To be done =
a. According to the ESR-Reit article, what was ESR-Reit's portfolio occupancy rate in the third quarter?
b. Decide whether each statement agrees with the ESR-Reit article, answering yes or no and quoting the deciding words: (i) The distribution will be paid out on Dec 29. (ii) The retention rate for third quarter 2021 was 91.2 per cent. (iii) About 702,500 sq ft of space was leased and renewed.
c. Please carry the ESR-Reit article on past its final sentence.

--- start Page ---

The higher NPI, together with the contribution from ESR-Reit’s 10 per cent interest in the ESR Australia Logistics partnership, has increased the amount available for distribution for third quarter 2021, the manager said.
Portfolio occupancy rate for ESR-Reit “remained resilient” at 91.2 per cent in the third quarter, consistently above JTC’s industrial average of 90.1 per cent, it said.
The year-to-date rental reversion was 2.2 per cent lower as at Sept 30, primarily due to lower renewal rates for some large business park tenants in the quarter, while the retention rate for third quarter 2021 was at 67.5 per cent.
The distribution of $0.00712 per unit will be paid out on Dec 29, after books closure on Nov 5.
Mr Adrian Chui, chief executive and executive director of the manager, observed that the good operating performance during the third quarter was driven by continued acceleration in digital adoption and paradigm shifts in the global manufacturing supply chain.
“Despite the impact of phase two (heightened alert), our leasing activities increased, with approximately 702,500 sq ft of space leased and renewed, underpinned by strong leasing interest received from technology, e-commerce and logistics sectors. We are also heartened by the strong endorsement demonstrated by our unit holders during the recent $149.6 million equity fund-raising and the $125 million notes issuance, which is a validation of our business strategy,” Mr Chui said.

--- end Page ---
--- start Supplied data ---

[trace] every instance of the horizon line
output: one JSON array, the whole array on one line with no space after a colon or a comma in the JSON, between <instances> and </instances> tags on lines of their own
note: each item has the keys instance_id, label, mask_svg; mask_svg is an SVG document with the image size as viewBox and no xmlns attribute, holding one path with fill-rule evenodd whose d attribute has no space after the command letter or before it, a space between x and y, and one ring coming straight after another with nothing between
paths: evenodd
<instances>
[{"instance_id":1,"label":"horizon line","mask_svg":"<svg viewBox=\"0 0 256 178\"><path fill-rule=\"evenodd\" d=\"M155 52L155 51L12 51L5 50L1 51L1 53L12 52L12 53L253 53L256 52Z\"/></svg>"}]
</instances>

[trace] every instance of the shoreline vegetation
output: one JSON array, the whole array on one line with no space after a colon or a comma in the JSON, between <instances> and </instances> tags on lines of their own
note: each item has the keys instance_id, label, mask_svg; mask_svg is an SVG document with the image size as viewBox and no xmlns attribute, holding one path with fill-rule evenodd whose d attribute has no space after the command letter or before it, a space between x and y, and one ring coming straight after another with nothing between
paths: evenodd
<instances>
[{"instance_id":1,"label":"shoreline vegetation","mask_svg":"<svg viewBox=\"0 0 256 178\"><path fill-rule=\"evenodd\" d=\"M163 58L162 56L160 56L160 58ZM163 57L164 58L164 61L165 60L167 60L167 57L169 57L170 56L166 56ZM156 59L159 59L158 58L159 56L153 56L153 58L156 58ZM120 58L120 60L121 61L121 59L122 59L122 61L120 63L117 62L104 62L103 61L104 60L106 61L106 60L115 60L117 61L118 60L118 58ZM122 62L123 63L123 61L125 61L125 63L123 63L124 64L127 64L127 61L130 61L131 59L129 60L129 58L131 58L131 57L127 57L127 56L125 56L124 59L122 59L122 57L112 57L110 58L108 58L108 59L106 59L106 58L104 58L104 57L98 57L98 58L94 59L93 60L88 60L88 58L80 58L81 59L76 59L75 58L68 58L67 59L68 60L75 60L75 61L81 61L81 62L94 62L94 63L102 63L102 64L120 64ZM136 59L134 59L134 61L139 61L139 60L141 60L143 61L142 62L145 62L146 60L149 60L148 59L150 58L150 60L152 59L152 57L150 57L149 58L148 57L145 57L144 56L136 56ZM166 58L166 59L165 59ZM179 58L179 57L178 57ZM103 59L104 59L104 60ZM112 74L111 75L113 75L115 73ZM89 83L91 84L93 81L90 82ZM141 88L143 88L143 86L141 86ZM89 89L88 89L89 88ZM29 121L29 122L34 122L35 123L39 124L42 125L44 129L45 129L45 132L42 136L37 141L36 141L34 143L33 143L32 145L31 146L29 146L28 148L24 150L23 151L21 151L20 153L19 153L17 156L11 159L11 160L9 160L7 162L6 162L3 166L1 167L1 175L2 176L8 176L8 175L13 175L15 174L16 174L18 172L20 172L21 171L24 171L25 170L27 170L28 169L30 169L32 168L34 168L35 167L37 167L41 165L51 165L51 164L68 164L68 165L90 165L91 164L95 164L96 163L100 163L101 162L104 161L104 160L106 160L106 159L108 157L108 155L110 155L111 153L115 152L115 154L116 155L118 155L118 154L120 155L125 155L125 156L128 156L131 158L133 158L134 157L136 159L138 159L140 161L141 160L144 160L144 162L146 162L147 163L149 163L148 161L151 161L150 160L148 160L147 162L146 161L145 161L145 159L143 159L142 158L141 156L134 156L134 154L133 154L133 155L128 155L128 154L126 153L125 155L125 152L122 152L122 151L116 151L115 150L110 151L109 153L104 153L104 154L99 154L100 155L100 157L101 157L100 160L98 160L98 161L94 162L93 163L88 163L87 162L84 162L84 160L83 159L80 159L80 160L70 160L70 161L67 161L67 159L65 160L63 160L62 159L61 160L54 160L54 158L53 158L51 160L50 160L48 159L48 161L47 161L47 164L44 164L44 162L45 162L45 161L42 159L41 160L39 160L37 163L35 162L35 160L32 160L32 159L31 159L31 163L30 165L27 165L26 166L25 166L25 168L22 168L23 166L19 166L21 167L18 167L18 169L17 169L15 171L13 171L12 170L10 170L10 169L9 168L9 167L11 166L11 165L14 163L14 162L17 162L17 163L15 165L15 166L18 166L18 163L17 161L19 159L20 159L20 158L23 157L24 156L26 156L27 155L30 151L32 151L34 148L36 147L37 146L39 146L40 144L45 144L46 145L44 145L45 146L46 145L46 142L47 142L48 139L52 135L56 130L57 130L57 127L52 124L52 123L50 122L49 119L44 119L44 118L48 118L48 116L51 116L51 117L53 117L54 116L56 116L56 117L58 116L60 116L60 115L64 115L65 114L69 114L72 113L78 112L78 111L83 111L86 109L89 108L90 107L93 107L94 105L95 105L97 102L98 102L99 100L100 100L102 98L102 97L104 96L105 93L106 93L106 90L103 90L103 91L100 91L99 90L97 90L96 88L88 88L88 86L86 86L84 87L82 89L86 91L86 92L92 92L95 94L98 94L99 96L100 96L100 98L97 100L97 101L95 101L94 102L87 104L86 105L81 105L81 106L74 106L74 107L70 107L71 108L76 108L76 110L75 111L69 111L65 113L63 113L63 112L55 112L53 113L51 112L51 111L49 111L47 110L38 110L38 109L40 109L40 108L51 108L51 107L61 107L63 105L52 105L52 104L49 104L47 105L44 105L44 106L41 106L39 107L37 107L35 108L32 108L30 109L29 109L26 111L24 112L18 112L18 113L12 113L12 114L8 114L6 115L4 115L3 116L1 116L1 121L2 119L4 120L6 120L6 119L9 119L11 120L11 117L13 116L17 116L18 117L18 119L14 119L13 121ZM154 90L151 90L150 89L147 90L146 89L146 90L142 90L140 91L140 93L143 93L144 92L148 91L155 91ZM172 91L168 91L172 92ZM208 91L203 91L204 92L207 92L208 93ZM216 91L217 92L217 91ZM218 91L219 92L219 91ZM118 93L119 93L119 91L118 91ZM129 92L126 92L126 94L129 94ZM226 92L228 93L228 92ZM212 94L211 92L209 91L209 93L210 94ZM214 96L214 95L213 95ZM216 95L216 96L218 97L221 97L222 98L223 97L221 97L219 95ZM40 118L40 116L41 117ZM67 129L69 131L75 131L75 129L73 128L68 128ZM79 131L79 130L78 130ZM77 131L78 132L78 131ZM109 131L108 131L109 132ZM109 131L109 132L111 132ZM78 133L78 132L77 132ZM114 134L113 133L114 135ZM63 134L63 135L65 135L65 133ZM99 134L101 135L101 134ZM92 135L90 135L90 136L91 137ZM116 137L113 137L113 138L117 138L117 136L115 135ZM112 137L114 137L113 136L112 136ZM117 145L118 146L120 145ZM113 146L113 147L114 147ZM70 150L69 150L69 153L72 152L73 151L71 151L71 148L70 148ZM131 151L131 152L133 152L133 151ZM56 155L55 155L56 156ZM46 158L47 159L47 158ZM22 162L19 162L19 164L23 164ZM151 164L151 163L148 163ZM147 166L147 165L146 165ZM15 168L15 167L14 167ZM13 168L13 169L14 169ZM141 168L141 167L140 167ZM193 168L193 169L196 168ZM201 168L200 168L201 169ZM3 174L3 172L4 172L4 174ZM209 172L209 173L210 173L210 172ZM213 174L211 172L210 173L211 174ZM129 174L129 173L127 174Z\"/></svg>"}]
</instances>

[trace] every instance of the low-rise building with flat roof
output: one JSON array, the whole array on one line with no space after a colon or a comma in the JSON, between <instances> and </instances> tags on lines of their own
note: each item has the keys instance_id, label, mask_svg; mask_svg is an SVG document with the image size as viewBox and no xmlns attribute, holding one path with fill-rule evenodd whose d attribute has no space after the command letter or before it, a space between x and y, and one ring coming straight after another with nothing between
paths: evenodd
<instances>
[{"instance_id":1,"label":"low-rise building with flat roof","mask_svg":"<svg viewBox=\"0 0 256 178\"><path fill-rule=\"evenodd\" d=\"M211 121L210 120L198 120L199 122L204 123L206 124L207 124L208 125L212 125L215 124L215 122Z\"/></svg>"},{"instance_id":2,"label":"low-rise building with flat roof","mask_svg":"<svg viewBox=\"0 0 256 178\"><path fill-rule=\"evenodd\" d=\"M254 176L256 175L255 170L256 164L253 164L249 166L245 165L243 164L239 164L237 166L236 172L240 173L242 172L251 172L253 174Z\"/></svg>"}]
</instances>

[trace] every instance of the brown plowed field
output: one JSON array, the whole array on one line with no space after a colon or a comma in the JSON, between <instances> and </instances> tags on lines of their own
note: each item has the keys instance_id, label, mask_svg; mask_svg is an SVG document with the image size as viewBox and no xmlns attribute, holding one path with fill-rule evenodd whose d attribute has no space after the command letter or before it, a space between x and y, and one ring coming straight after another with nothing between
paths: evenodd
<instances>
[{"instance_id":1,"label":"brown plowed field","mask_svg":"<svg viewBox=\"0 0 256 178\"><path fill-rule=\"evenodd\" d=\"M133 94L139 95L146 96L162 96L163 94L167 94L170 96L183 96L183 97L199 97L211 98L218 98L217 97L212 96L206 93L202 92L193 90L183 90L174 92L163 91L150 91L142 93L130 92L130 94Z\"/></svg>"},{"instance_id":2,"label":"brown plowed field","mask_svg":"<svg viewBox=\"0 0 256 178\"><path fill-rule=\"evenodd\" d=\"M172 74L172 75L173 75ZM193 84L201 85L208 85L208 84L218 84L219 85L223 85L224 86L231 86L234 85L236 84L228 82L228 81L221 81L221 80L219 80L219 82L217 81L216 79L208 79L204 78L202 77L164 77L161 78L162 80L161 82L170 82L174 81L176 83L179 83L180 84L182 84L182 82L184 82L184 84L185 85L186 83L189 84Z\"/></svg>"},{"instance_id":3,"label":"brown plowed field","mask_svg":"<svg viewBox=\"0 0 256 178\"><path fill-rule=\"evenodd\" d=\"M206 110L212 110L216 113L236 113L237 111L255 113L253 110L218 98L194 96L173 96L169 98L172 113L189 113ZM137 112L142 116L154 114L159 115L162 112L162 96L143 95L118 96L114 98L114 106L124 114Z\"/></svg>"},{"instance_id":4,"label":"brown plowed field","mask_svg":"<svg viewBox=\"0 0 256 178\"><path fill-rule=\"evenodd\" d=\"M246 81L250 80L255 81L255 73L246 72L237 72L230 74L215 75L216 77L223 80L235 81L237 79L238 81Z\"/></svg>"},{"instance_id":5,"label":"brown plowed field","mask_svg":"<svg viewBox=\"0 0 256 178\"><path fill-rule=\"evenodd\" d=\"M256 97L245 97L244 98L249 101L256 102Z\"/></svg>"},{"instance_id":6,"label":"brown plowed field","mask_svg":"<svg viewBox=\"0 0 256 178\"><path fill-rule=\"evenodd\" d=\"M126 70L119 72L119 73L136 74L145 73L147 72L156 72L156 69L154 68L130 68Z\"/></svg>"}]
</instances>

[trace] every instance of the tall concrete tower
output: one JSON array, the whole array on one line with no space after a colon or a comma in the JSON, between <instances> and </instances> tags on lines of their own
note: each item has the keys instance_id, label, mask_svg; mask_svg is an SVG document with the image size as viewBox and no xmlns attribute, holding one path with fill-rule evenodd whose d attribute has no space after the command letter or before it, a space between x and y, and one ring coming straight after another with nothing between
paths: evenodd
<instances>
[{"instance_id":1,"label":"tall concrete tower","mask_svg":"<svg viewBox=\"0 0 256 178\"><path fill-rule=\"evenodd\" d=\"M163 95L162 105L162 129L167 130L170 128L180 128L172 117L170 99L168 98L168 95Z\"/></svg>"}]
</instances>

--- end Supplied data ---

Answers provided =
a. 91.2 percent

b.
(i) Yes: "will be paid out on Dec 29"
(ii) No: "the retention rate for third quarter 2021 was at 67.5 per cent"
(iii) Yes: "approximately 702,500 sq ft of space leased and renewed"

c.
Mr Chui said that leasing challenges in the business park segment remain due to the prolonged work-from-home measures, while operating expenses may also be affected by the increasing fuel prices and overall general inflation attributed to labour shortages from continued border closures.
“With the continued support of our unitholders and our sponsor, ESR Cayman, we are well positioned to enhance our performance by adding high-quality properties with stable cash flows in strong rental growth markets to our portfolio, undertaking asset enhancements and/or redevelopments while divesting non-core assets to deliver sustainable growth with lower risks for all unit holders,” he added.